EXERCISE BRIEF:
Count the lines in the entries below that contain the word "behind". Reply with the number alone.

RECORDS FOR THIS TASK:

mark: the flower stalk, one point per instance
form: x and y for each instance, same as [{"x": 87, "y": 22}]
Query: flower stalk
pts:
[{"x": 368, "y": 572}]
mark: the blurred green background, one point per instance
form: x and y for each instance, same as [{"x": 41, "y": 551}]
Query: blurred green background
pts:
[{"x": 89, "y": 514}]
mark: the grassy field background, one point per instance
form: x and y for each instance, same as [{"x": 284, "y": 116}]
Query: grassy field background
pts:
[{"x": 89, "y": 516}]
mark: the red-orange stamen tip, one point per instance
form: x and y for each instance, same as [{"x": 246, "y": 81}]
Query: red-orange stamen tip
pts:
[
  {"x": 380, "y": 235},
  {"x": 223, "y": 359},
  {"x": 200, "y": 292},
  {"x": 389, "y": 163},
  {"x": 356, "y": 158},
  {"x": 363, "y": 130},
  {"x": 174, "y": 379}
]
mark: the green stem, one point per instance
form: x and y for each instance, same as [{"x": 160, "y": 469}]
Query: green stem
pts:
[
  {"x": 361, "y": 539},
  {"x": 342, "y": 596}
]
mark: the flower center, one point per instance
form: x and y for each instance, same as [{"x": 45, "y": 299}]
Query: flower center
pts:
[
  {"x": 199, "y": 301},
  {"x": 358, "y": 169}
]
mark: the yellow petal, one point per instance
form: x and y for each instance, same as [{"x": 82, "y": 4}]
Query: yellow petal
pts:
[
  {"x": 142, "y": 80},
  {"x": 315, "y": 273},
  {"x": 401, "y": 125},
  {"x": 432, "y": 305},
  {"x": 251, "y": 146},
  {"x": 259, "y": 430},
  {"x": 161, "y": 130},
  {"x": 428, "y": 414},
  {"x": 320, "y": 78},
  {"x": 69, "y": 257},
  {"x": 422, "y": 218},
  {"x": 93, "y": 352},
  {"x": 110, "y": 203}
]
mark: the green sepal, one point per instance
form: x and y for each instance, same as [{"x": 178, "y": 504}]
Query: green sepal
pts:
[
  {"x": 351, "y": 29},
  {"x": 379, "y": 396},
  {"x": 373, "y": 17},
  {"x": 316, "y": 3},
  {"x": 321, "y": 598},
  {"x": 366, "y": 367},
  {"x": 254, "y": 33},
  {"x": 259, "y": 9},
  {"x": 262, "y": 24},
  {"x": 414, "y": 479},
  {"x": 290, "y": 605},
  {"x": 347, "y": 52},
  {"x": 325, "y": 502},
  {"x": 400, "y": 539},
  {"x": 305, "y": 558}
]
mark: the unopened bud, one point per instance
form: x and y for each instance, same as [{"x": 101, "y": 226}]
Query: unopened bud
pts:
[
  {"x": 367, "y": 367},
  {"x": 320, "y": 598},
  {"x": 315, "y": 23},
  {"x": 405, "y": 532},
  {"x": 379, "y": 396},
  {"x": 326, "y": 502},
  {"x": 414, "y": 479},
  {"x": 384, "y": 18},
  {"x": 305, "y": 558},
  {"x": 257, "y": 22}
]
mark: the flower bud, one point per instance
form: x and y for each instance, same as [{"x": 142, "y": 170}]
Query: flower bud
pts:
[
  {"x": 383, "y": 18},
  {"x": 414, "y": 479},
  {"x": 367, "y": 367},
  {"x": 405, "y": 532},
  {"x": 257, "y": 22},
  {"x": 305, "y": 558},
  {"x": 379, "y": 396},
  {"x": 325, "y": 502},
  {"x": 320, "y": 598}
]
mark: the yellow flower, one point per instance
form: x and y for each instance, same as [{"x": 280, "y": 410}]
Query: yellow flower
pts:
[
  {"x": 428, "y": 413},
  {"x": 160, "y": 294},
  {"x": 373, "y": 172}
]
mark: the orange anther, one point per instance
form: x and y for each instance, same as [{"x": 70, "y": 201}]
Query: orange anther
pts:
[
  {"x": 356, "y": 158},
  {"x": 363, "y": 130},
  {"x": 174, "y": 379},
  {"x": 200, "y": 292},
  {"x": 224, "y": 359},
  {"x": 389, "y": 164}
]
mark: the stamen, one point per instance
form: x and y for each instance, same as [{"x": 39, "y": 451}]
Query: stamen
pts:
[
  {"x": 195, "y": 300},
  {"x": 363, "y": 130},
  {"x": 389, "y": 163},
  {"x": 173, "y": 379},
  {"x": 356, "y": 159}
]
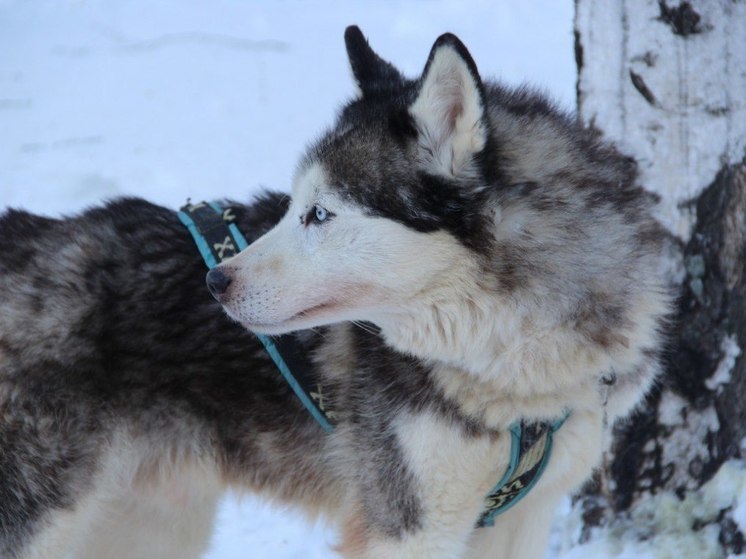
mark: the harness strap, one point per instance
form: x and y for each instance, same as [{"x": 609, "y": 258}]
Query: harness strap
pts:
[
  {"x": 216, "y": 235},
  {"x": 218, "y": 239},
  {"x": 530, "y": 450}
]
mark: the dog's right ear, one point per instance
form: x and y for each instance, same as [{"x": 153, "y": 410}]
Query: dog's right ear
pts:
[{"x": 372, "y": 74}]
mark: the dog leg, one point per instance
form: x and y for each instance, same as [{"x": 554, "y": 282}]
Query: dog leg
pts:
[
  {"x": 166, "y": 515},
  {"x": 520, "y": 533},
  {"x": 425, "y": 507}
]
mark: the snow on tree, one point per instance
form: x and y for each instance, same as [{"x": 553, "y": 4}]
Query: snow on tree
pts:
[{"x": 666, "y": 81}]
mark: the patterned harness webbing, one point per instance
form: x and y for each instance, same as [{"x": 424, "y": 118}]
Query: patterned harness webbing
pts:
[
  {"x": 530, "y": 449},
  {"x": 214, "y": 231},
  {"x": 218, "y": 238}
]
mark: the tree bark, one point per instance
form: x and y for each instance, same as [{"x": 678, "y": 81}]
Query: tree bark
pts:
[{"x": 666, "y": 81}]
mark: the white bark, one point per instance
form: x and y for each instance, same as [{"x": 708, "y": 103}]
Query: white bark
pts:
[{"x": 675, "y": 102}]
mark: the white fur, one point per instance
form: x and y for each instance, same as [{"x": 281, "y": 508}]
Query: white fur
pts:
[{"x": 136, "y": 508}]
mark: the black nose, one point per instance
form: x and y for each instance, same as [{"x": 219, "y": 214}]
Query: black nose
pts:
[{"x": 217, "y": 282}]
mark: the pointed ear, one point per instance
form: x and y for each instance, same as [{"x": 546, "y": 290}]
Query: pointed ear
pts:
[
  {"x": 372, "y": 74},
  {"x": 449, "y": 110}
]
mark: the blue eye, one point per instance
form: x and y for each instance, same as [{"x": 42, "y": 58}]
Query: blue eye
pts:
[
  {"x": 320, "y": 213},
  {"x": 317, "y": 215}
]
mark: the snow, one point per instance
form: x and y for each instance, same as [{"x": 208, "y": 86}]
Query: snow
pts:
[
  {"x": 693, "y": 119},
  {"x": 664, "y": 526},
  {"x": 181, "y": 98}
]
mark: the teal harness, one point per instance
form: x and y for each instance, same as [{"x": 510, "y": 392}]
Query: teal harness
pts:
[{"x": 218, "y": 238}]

==

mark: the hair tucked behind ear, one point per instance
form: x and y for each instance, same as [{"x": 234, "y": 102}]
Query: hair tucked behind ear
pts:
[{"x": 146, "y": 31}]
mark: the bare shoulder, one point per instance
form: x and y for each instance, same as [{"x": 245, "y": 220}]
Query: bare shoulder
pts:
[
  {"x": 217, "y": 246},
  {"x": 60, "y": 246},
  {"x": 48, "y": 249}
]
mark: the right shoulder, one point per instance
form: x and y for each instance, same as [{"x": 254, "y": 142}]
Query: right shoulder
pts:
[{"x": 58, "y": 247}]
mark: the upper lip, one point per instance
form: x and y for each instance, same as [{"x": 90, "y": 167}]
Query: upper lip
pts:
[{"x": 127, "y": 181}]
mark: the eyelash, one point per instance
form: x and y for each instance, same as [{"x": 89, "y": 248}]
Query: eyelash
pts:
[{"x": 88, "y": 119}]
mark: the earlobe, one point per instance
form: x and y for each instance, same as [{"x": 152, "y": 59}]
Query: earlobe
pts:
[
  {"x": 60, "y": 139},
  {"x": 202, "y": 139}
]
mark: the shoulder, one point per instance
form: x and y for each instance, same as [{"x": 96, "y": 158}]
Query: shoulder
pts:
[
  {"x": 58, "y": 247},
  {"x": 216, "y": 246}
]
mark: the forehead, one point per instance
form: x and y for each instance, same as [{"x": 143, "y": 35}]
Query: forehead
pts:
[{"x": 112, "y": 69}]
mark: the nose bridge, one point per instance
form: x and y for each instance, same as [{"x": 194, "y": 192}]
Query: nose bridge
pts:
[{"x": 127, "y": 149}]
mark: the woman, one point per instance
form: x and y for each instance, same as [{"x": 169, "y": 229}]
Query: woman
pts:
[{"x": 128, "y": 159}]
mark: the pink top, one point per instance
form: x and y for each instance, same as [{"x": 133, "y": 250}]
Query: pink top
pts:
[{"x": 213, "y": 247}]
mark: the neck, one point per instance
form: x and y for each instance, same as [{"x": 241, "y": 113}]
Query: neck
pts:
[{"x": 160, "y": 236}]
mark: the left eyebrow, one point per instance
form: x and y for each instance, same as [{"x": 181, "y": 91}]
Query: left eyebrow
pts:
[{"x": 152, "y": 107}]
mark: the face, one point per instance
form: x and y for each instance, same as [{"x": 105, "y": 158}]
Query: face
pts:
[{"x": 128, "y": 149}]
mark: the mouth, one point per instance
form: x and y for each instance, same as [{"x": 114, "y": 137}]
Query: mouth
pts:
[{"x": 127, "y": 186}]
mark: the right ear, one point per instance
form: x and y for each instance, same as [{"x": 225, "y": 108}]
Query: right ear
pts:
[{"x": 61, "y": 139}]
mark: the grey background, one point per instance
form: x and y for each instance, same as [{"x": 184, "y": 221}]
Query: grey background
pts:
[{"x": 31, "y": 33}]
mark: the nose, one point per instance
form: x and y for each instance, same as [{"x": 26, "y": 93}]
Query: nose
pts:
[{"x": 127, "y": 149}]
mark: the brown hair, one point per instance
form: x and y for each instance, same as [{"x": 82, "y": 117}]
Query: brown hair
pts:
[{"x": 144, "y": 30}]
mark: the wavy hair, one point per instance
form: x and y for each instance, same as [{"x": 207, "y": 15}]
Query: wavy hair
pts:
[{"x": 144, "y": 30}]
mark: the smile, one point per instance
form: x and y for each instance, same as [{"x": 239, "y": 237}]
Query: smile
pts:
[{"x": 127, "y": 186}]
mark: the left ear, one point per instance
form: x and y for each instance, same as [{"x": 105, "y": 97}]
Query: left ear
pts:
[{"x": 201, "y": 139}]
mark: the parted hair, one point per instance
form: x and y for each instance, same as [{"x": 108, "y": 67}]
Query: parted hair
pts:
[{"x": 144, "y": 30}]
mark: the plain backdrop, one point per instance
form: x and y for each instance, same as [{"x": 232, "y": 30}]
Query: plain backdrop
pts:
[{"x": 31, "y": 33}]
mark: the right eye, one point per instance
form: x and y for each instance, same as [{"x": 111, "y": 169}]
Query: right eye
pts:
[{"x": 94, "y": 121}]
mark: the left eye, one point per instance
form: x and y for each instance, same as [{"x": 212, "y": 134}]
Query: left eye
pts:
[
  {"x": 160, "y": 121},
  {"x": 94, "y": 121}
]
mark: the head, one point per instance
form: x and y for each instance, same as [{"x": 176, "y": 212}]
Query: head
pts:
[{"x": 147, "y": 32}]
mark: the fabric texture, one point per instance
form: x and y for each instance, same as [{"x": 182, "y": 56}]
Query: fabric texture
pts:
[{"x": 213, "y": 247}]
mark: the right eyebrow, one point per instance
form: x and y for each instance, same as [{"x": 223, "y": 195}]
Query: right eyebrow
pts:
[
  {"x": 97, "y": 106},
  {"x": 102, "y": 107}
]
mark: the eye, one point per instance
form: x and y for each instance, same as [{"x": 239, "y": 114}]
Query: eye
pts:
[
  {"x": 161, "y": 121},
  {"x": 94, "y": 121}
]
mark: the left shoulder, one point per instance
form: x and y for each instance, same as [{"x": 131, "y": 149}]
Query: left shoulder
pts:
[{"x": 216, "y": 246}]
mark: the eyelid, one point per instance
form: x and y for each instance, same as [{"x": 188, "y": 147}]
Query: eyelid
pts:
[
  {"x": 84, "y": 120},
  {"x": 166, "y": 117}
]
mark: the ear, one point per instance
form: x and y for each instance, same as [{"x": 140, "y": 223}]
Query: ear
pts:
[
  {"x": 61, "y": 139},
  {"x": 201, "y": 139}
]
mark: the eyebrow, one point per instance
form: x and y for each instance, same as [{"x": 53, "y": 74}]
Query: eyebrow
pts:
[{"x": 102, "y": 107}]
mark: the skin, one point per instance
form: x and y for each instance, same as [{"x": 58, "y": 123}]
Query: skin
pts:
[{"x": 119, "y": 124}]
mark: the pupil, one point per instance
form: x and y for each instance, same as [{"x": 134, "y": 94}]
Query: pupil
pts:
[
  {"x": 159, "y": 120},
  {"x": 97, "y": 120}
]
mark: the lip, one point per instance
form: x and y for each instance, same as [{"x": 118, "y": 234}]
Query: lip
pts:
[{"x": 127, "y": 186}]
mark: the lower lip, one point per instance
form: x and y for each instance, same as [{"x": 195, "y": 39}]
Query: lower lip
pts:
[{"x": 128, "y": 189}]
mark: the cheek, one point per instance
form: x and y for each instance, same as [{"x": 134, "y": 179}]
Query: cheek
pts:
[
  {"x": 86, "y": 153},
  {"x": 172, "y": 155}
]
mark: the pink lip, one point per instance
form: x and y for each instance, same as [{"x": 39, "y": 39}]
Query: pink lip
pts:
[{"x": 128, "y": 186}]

PROBLEM SOLUTION:
2